The coaxial connector 1′ with a switch which is obtained as described above is surface mounted on a printed circuit board (not shown) so that the bottom face of the insulation body 10′ is joined to a mounting surface of the printed circuit board on which the connector is to be mounted, whereby the solder connecting portions 32′ of the external-conductor shell 30′, the solder connecting portion 42′ of the stationary connect member 40′, and the solder connecting portion 55′ of the movable connect member 50′ which are exposed from the bottom face of the insulation body 10′ are soldered to corresponding patterns of the printed circuit board. In the embodiment, the coaxial connector 1′ with a switch is surface mounted on a printed circuit board of a portable telephone so that the solder connecting portions 32′ of the external-conductor shell 30′ are electrically connected to a ground pattern of the printed circuit board, the solder connecting portion 42′ of the stationary connect member 40′ is electrically connected to an antenna of the portable telephone via a pattern of the printed circuit board, the solder connecting portion 55′ of the movable connect member 50′ is electrically connected to a high-frequency circuit of the portable telephone, and the changeover switch 60′ is connected between the high-frequency circuit of the portable telephone and the antenna. Next, the function of the coaxial connector 1′ with a switch of the embodiment will be described with reference to FIGS. 17 and 20. In this case, the counter connector is a measurement probe connected to a measurement apparatus which checks electrical characteristics of a high-frequency circuit. In the probe, as well known in the art, the plug pin 100′ is disposed at the center of a cylindrical external conductor which is not shown.

### GIVEN INFORMATION
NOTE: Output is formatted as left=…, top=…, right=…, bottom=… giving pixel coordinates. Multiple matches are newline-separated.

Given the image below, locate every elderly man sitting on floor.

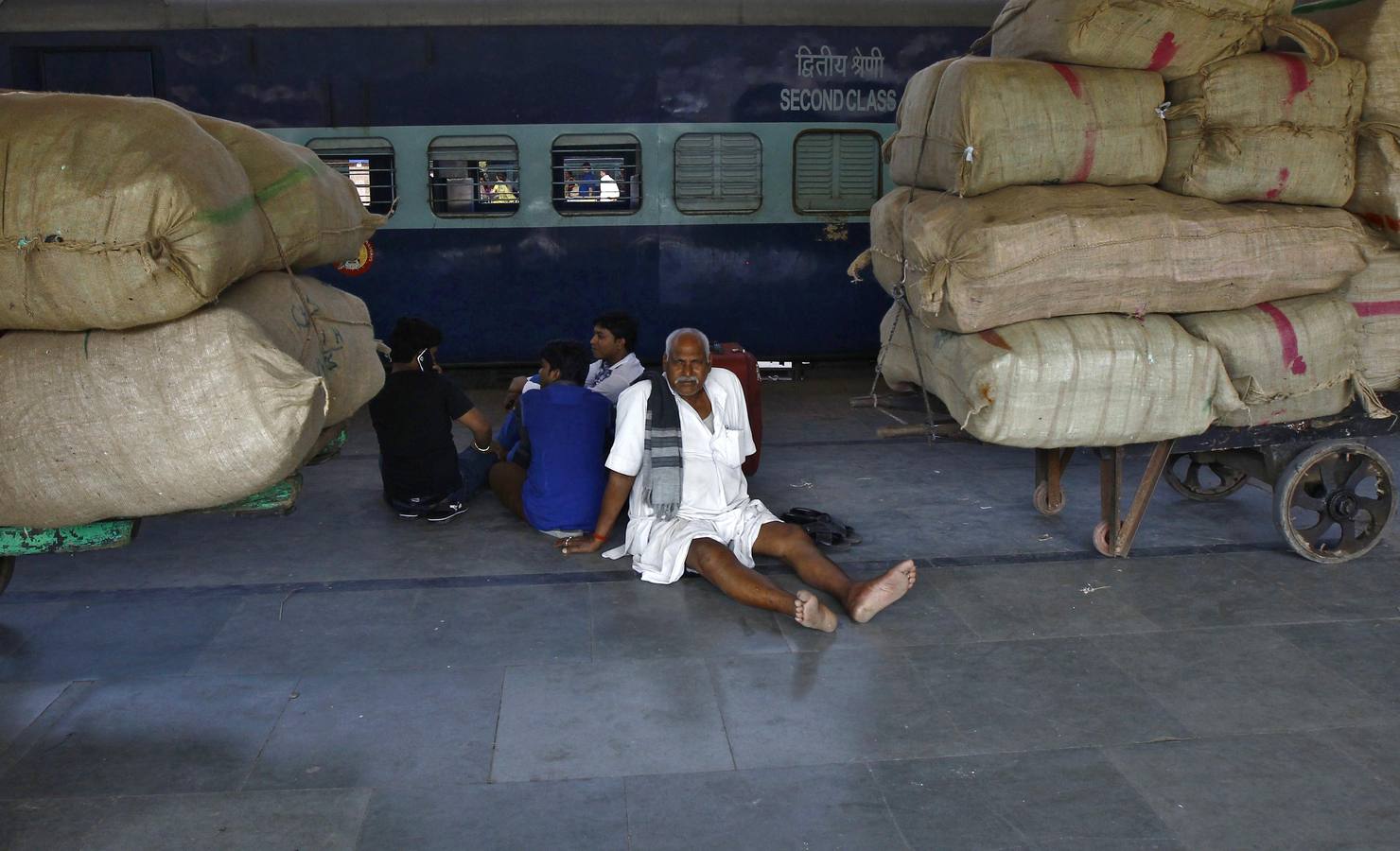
left=557, top=327, right=916, bottom=633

### YOUR OBJECTIVE
Answer these questions from the coaxial connector text above.
(a) To which pattern of the printed circuit board are the solder connecting portions 32′ of the external-conductor shell 30′ electrically connected?
(b) Between which two parts of the portable telephone is the changeover switch 60′ connected?
(c) What serves as the counter connector in the case described with reference to FIGS. 17 and 20?

### EXERCISE OUTPUT
(a) A ground pattern.
(b) The high-frequency circuit and the antenna.
(c) A measurement probe connected to a measurement apparatus that checks electrical characteristics of a high-frequency circuit.